▸ **Extract to read**
* START *

Owen Hatherley has left no stone unturned in this marvellous book on Charlie Chaplin basing it on the rather novel angle of ‘Slapstick, Fordism and the Communist Avant Garde’.

For most authors, tackling one aspect of this subject would be a daunting task – Hatherley however, simply takes it in his stride. And to say he keeps his promises is an understatement – the opening lines present a rousing soliloquy from Charles Chaplin himself as he breaks character in The Great Dictator (1940):

“Dictators free themselves but they enslave the people! Now let us fight to fulfil that promise! Let us fight to free the world – to do away with national barriers – to do away with greed, with hate and intolerance. Let us fight for a world of reason, a world where science and progress will lead to all men’s happiness. Soldiers, in the name of democracy, let us all unite!”

* END *

According to the review of the Chaplin book, from which film is the speech in the book's opening lines taken?

Object pointing dataset lines
* START *

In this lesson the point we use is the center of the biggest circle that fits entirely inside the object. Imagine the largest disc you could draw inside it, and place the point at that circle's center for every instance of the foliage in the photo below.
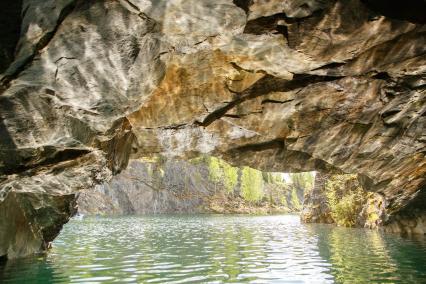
(220, 171)
(215, 174)
(230, 175)
(295, 199)
(345, 198)
(303, 181)
(251, 184)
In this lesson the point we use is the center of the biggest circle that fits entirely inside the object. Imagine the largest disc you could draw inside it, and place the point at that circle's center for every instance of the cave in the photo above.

* END *

▸ **Answer for this exercise**
The Great Dictator (1940).